- **Exercise inputs**

○ ○ ○ ○

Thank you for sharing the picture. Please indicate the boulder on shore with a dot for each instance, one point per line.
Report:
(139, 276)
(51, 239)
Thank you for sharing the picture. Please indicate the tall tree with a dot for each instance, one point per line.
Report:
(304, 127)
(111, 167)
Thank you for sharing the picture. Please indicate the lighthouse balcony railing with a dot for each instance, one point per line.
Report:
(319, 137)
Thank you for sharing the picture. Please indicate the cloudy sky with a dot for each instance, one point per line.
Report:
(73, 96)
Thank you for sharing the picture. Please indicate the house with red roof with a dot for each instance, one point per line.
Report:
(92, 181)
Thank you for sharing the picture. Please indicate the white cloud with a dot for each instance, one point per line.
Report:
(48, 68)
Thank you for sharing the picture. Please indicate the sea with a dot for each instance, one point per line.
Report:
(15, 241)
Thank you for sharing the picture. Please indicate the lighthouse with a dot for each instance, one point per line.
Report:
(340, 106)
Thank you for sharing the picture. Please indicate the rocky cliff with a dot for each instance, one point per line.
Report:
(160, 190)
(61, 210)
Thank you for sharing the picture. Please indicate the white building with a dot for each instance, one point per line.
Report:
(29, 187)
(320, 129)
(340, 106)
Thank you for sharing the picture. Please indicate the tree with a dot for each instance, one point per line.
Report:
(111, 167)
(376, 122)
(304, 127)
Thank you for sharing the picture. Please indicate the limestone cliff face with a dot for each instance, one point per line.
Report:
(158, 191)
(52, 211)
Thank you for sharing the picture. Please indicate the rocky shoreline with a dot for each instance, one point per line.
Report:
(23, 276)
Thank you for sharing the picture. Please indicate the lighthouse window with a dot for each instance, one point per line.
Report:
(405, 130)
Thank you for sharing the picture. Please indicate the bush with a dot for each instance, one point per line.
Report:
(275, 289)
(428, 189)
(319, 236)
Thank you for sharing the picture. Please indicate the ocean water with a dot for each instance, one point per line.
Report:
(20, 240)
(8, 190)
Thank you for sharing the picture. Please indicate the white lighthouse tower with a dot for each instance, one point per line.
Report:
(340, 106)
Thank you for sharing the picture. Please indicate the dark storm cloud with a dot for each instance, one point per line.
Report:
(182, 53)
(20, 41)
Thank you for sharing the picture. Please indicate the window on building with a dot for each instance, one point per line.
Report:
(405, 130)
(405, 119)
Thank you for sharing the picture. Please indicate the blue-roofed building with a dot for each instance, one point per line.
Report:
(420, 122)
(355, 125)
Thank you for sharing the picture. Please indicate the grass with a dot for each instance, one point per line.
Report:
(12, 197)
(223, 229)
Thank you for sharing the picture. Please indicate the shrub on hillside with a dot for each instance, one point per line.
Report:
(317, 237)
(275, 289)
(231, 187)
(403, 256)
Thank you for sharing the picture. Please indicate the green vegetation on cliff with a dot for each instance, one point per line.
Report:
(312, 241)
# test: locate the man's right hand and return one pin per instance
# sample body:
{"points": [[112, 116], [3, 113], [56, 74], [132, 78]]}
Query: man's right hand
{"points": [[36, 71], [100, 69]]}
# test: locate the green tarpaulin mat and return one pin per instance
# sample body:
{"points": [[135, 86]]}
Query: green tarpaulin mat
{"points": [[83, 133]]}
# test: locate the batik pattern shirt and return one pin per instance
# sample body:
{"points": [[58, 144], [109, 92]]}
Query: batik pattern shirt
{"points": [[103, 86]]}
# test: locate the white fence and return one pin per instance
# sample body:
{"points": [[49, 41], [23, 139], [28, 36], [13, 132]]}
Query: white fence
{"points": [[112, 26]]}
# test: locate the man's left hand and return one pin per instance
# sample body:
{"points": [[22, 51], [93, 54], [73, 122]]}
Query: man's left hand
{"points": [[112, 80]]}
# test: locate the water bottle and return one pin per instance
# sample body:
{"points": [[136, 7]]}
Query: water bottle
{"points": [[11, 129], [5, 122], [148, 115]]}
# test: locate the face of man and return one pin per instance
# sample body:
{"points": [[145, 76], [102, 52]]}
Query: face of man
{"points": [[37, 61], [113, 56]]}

○ ○ ○ ○

- **Work required**
Transcribe the material above in its entirety. Match it exactly.

- **Response to this task**
Thank you for sharing the picture. Please indicate the boulder on shore with a dot for each instance, one point per line.
Report:
(139, 276)
(51, 239)
Thank you for sharing the picture. Please indicate the tall tree with a dot for each instance, one point per line.
Report:
(304, 127)
(111, 167)
Thank you for sharing the picture. Please indicate the lighthouse balcony railing with a dot for each instance, one point per line.
Report:
(319, 137)
Thank you for sharing the picture. Please indicate the cloudy sky with a dot for each instance, one point per line.
Report:
(73, 96)
Thank you for sharing the picture. Please indicate the house with red roof with a dot for each instance, one point per line.
Report:
(92, 181)
Thank you for sharing the picture. Please indicate the white cloud with a dot for each instance, one point per line.
Report:
(48, 68)
Thank you for sharing the picture. Please indicate the sea with a dot for each instance, one point per line.
Report:
(15, 241)
Thank you for sharing the picture. Please indicate the lighthouse with a dot for each instance, one point per line.
Report:
(340, 106)
Thank you for sharing the picture. Please indicate the rocky cliff with a dot for each instance, one point per line.
Report:
(160, 190)
(61, 210)
Thank you for sharing the picture. Please indicate the white building with a dot for each instance, one point per line.
Report:
(29, 187)
(320, 129)
(340, 106)
Thank you for sharing the picture. Please indicate the tree with a dot for each instance, one point per line.
Report:
(111, 167)
(376, 122)
(304, 127)
Thank you for sharing the picture. Please indicate the limestone cliff face with a dot for each instance, one point per line.
Report:
(158, 191)
(52, 211)
Thank you for sharing the picture. Please indicate the rocky shoreline with a dot for each instance, one point per line.
Report:
(23, 276)
Thank you for sharing the picture. Please indicate the lighthouse window with a dot for each instance, one point per line.
Report:
(405, 130)
Thank you for sharing the picture. Please indicate the bush with a dot for each instance, one point per line.
Report:
(275, 289)
(428, 189)
(319, 236)
Thank you for sharing the picture. Please indicate the ocean water with a dot for each instance, one point per line.
Report:
(20, 240)
(8, 190)
Thank you for sharing the picture. Please indicate the white lighthouse tower with a dot for each instance, one point per line.
Report:
(340, 106)
Thank you for sharing the picture. Please indicate the dark storm cloud with a dot for each instance, one point per line.
Report:
(182, 53)
(20, 41)
Thank you for sharing the picture. Please indicate the window on building with a dot for each instance, one point per line.
Report:
(405, 130)
(405, 119)
Thank you for sharing the picture. Please indicate the blue-roofed building with a dot for each instance, one point per line.
Report:
(420, 122)
(355, 125)
Thank you for sharing the picture. Please indicate the grass with a dot for each instance, one point per line.
Report:
(12, 197)
(223, 229)
Thank you for sharing the picture. Please indicate the shrub on hillside with a dot for each instance, one point per line.
Report:
(317, 237)
(275, 289)
(231, 187)
(403, 256)
Thank you for sharing the picture. Please indicate the green vegetation on cliff with a dot for each instance, one point per line.
Report:
(312, 241)
# test: locate the man's right hand and return one pin per instance
# sample body:
{"points": [[112, 116], [3, 113], [56, 74], [132, 78]]}
Query: man's right hand
{"points": [[36, 71], [100, 69]]}
# test: locate the green tarpaulin mat and return one pin per instance
# sample body:
{"points": [[135, 86]]}
Query: green tarpaulin mat
{"points": [[83, 133]]}
# test: locate the batik pattern shirt and return one pin per instance
# sample body:
{"points": [[58, 144], [109, 92]]}
Query: batik pattern shirt
{"points": [[103, 86]]}
# test: locate the white fence and return one pin per instance
# sample body:
{"points": [[49, 41], [23, 139], [28, 36], [13, 132]]}
Query: white fence
{"points": [[112, 26]]}
# test: locate the man's left hand and return one pin per instance
# sample body:
{"points": [[22, 51], [93, 54], [73, 122]]}
Query: man's left hand
{"points": [[112, 80]]}
# test: locate the water bottle and return one pin per instance
# sample body:
{"points": [[136, 7]]}
Query: water bottle
{"points": [[11, 129], [5, 122], [148, 115]]}
# test: locate the face of man and return one pin per instance
# sample body:
{"points": [[145, 76], [102, 52]]}
Query: face of man
{"points": [[37, 61], [113, 56]]}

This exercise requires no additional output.